Records provided Block Start

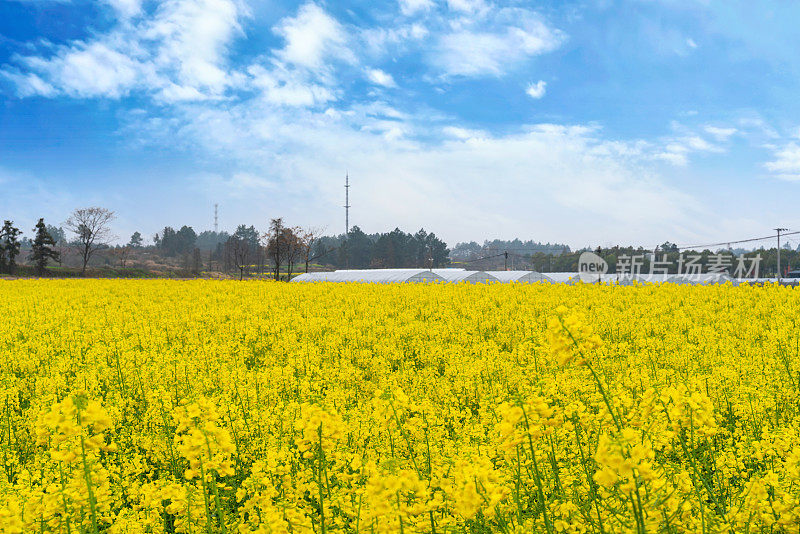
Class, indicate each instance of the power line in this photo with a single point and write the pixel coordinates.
(710, 245)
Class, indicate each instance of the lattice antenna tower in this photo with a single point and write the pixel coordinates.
(347, 204)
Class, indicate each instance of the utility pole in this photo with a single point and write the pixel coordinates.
(779, 230)
(347, 204)
(346, 219)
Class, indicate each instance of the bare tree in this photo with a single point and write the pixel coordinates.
(91, 229)
(123, 253)
(276, 247)
(308, 237)
(293, 248)
(238, 251)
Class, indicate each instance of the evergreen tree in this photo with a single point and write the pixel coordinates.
(42, 248)
(9, 243)
(136, 240)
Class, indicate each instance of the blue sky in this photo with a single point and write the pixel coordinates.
(591, 123)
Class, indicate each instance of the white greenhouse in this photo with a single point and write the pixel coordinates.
(376, 276)
(522, 277)
(563, 278)
(462, 275)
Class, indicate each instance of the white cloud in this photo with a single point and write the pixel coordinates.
(88, 70)
(492, 46)
(379, 77)
(177, 53)
(312, 37)
(537, 90)
(467, 6)
(281, 87)
(409, 7)
(550, 177)
(720, 134)
(126, 8)
(786, 165)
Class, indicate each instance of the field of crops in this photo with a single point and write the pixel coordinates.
(167, 406)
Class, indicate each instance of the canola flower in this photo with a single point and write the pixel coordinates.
(221, 407)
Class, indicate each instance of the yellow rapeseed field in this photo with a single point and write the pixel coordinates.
(226, 407)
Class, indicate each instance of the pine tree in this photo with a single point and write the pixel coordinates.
(9, 243)
(41, 250)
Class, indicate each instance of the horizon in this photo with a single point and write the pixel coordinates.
(562, 122)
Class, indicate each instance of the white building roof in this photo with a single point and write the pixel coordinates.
(462, 275)
(378, 276)
(518, 276)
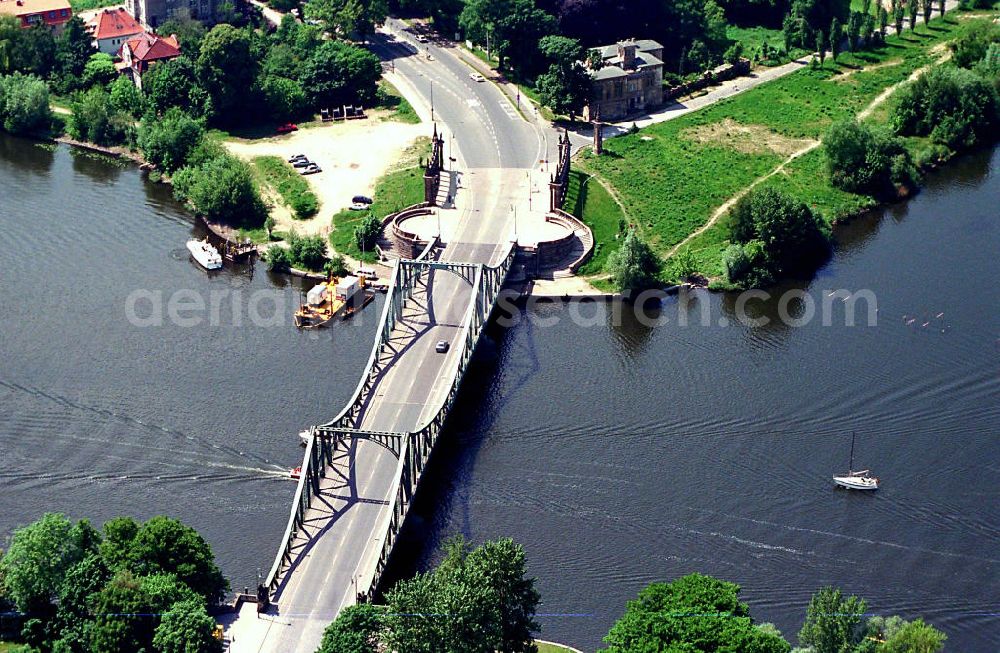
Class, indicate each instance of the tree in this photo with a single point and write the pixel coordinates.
(38, 559)
(832, 621)
(633, 266)
(126, 98)
(367, 233)
(565, 88)
(122, 621)
(338, 73)
(174, 84)
(284, 98)
(221, 189)
(954, 106)
(910, 637)
(190, 32)
(660, 619)
(165, 545)
(357, 629)
(862, 159)
(186, 628)
(854, 30)
(74, 45)
(779, 236)
(836, 34)
(227, 70)
(100, 69)
(92, 118)
(24, 103)
(167, 142)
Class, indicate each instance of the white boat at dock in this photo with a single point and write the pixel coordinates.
(206, 255)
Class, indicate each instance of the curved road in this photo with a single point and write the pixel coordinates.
(495, 152)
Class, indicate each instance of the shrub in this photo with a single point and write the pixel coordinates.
(633, 266)
(366, 234)
(953, 106)
(278, 259)
(24, 103)
(168, 141)
(780, 236)
(861, 159)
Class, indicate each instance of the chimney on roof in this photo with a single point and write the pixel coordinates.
(626, 50)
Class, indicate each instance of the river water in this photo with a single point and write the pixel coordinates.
(617, 452)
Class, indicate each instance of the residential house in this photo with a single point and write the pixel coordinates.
(54, 13)
(145, 50)
(153, 13)
(629, 81)
(112, 28)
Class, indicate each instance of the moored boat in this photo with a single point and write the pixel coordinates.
(853, 480)
(205, 254)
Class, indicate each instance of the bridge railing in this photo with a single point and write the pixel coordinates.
(418, 446)
(318, 456)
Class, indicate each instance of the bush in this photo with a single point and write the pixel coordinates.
(633, 266)
(93, 119)
(779, 236)
(168, 141)
(24, 103)
(861, 159)
(278, 258)
(953, 106)
(367, 233)
(222, 189)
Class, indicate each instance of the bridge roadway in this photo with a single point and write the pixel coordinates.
(341, 538)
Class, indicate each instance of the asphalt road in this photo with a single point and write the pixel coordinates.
(494, 149)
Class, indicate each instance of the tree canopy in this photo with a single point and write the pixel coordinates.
(692, 614)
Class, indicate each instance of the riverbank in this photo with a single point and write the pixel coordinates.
(768, 136)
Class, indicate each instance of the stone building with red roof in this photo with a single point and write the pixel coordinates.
(144, 51)
(54, 13)
(112, 28)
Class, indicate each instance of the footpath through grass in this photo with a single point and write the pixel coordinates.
(672, 176)
(399, 188)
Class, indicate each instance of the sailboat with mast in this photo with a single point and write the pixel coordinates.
(853, 480)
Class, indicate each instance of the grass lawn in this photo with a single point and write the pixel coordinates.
(672, 176)
(588, 200)
(399, 188)
(289, 184)
(402, 110)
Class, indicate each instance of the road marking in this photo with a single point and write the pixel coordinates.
(508, 109)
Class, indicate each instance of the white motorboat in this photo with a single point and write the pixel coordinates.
(206, 255)
(853, 480)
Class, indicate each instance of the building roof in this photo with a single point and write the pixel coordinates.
(115, 23)
(26, 7)
(150, 47)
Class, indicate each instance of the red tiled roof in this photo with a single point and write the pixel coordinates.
(25, 7)
(113, 23)
(150, 47)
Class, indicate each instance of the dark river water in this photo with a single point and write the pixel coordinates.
(619, 452)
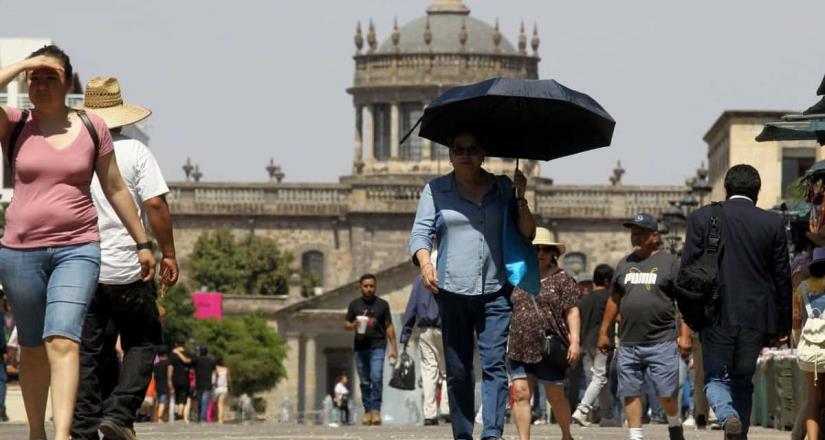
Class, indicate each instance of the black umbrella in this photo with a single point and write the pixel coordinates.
(521, 119)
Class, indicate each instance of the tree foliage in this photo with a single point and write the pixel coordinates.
(251, 265)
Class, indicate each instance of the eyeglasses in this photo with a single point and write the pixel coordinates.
(469, 151)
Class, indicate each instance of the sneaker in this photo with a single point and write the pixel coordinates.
(115, 431)
(676, 433)
(732, 427)
(376, 417)
(580, 418)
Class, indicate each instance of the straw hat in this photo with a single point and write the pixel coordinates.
(545, 238)
(103, 99)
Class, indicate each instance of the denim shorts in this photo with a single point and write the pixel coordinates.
(50, 289)
(543, 371)
(660, 361)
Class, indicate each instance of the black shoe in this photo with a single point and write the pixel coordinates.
(676, 433)
(732, 427)
(115, 431)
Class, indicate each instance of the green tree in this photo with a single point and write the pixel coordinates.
(251, 265)
(250, 348)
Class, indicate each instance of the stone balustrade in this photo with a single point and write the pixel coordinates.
(549, 201)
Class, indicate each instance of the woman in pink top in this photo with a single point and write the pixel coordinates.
(50, 258)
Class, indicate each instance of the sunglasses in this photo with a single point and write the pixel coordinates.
(469, 151)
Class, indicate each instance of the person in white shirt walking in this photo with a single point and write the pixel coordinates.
(123, 302)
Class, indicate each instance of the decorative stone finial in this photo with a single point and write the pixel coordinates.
(522, 40)
(448, 7)
(497, 36)
(274, 171)
(396, 34)
(197, 174)
(428, 34)
(462, 34)
(371, 39)
(359, 38)
(187, 168)
(618, 172)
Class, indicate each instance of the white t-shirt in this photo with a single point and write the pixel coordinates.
(141, 173)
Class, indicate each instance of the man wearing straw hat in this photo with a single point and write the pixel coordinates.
(123, 303)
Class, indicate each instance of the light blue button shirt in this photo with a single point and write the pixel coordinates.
(468, 234)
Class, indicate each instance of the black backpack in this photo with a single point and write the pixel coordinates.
(15, 133)
(697, 287)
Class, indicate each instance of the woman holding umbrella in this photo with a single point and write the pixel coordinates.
(463, 212)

Records provided Block End

■ Exercise
Print all of the data exactly, and do not carry over any pictures.

■ Solution to this problem
Class, indicate each instance of the power line in this photo with a single point and write the pixel coordinates.
(710, 245)
Class, indicate each instance of the lattice antenna tower in this photo with a single point and write the pixel coordinates.
(347, 204)
Class, indicate each instance of the utility pole in this photo with a single point and write the pixel coordinates.
(779, 230)
(347, 204)
(346, 219)
Class, indicate each instance of the bare tree in this photo with a single point and write the pixel coordinates.
(91, 229)
(123, 253)
(276, 247)
(308, 237)
(293, 248)
(238, 251)
Class, indicate each instance of the evergreen tree in this photo with a single point and write the pixel coordinates.
(42, 248)
(9, 243)
(136, 240)
Class, indicate each instance of the blue sky in this photo with a single point and write the pixel coordinates.
(591, 123)
Class, indicate each instance of the white greenhouse in this photo with a single point and write the pixel coordinates.
(376, 276)
(522, 277)
(563, 278)
(462, 275)
Class, indicate each instance of the white cloud in this photo with a single point and write the pixel coordinates.
(88, 70)
(492, 46)
(379, 77)
(177, 53)
(312, 37)
(537, 90)
(467, 6)
(281, 87)
(409, 7)
(550, 177)
(720, 134)
(126, 8)
(786, 165)
Class, indicate each instance of the field of crops in this photo with a single point and write the pixel coordinates.
(167, 406)
Class, indicate each instance of the canola flower in this photo with a single point and write the pixel coordinates.
(221, 407)
Class, indicate each instance of the yellow rapeseed field in this photo with a single point and write the pixel coordinates.
(226, 407)
Class, indicate each instance of the pine tree in this photo with a single point and write the pixel coordinates.
(9, 243)
(41, 250)
Class, indicate each instance of the horizon in this photo with a single point and write the pixel coordinates.
(562, 122)
Class, indicate each instance of the white building roof in this photo with a single point and write the pixel coordinates.
(462, 275)
(378, 276)
(518, 276)
Class, indicate each instance of the tree in this photo with a single point and write the pixel coordinates.
(38, 559)
(832, 621)
(633, 266)
(126, 98)
(367, 233)
(565, 88)
(122, 621)
(338, 73)
(174, 84)
(284, 98)
(221, 189)
(954, 106)
(910, 637)
(190, 32)
(660, 619)
(165, 545)
(357, 629)
(862, 159)
(186, 628)
(854, 30)
(74, 45)
(779, 236)
(836, 34)
(227, 70)
(100, 69)
(92, 118)
(24, 103)
(167, 142)
Class, indicate each instance of the white boat at dock in this photo with a single point and write the pixel coordinates.
(206, 255)
Class, indicate each instance of the curved road in this photo with a single point and write the pixel coordinates.
(495, 152)
Class, indicate each instance of the shrub in this photo with a single point and write the pixel coordinates.
(633, 266)
(366, 234)
(953, 106)
(278, 259)
(24, 103)
(168, 141)
(780, 236)
(861, 159)
Class, indicate each instance of the chimney on roof in this photo with a single point and write the pixel coordinates.
(626, 50)
Class, indicate each instance of the river water in this photo with a single point and write the pixel coordinates.
(617, 452)
Class, indicate each instance of the residential house in this photo with a single point and write the pixel coordinates.
(54, 13)
(145, 50)
(153, 13)
(629, 81)
(112, 28)
Class, indicate each instance of the moored boat in this photo with a single point and write the pixel coordinates.
(853, 480)
(205, 254)
Class, indicate each instance of the bridge railing in this photo with a single point and write the pixel coordinates.
(418, 446)
(318, 456)
Class, indicate each instance of the bush in this photo with a single point and write the pixel coordinates.
(633, 266)
(93, 119)
(779, 236)
(168, 141)
(24, 103)
(861, 159)
(278, 258)
(953, 106)
(367, 233)
(222, 189)
Class, indicate each instance of the bridge roadway in this photo with a single point and write the pixel coordinates.
(341, 538)
Class, indicate each instance of the asphalt road in this photo with a single point and write the pixel coordinates.
(494, 149)
Class, indicate each instance of the tree canopy in this photo with a single point and write the pixel coordinates.
(692, 614)
Class, indicate each instance of the riverbank in this photo with a single point and write the pixel coordinates.
(768, 136)
Class, indicate each instance of the stone building with red roof in this photo with a single point and write the pixel coordinates.
(144, 51)
(54, 13)
(112, 28)
Class, indicate each instance of the footpath through grass in this photo with a single point and write the pixel coordinates.
(672, 176)
(399, 188)
Class, indicate each instance of the sailboat with mast in this photo with a single point and write the pixel coordinates.
(853, 480)
Class, indicate each instance of the grass lawn in this photo with a single point and write the pixel coordinates.
(672, 176)
(588, 200)
(399, 188)
(289, 184)
(402, 110)
Class, indicate each instance of the road marking in this photo with a single point and write the pixel coordinates.
(508, 109)
Class, indicate each instance of the white motorboat in this photo with a single point and write the pixel coordinates.
(206, 255)
(853, 480)
Class, indicate each instance of the building roof in this photo with a single point and write the pixel coordinates.
(115, 23)
(26, 7)
(150, 47)
Class, indicate each instance of the red tiled roof in this photo with a single point and write the pixel coordinates.
(25, 7)
(113, 23)
(150, 47)
Class, indicate each instance of the dark river water in this photo with a single point and write the pixel coordinates.
(619, 452)
Class, indicate each instance of the black umbrella in this photo with a single point and write the pixel coordinates.
(521, 119)
Class, indicate each instance of the tree foliage in this photo with a single point and write the pixel coordinates.
(251, 265)
Class, indicate each instance of the eyeglasses in this photo with a single point and write the pixel coordinates.
(469, 151)
Class, indicate each instance of the sneaker in this photo with a single point and write the pixel coordinates.
(115, 431)
(676, 433)
(732, 427)
(376, 417)
(580, 418)
Class, indicate each instance of the straw hat in this photo with a single point and write the pixel coordinates.
(545, 238)
(103, 99)
Class, indicate each instance of the denim shorts in this photo with a single point and write the pixel coordinates.
(50, 289)
(543, 371)
(660, 361)
Class, indicate each instance of the black shoe in this photo with a single point and write the pixel coordinates.
(676, 433)
(732, 427)
(115, 431)
Class, indicate each instance of the green tree in this photo with a single point and write the pixel coordinates.
(251, 265)
(250, 348)
Class, indicate each instance of the stone balustrade in this photo with a single point and write the pixel coordinates.
(549, 201)
Class, indicate each instance of the woman in pink top in this photo with a single point and write the pixel coordinates.
(50, 258)
Class, indicate each instance of the sunglasses in this photo with a single point and write the pixel coordinates.
(469, 151)
Class, indicate each instance of the person in white shirt walking in this photo with a single point and write the pixel coordinates.
(123, 302)
Class, indicate each instance of the decorative stone finial in this photo with a single point and write the pixel coordinates.
(522, 40)
(448, 7)
(497, 36)
(274, 171)
(396, 34)
(197, 174)
(428, 34)
(462, 34)
(371, 39)
(359, 38)
(187, 168)
(618, 172)
Class, indicate each instance of the white t-shirt in this photo with a single point and write the pixel coordinates.
(141, 173)
Class, indicate each instance of the man wearing straw hat in this photo with a single point and write the pixel coordinates.
(123, 303)
Class, indicate each instance of the light blue button shirt in this photo with a single point and write the pixel coordinates.
(468, 234)
Class, indicate each instance of the black backpack in this photo with a single point and write the pixel coordinates.
(15, 133)
(697, 287)
Class, indicate each instance of the woman holding umbrella in this photo with a single point and write the pixel coordinates.
(463, 212)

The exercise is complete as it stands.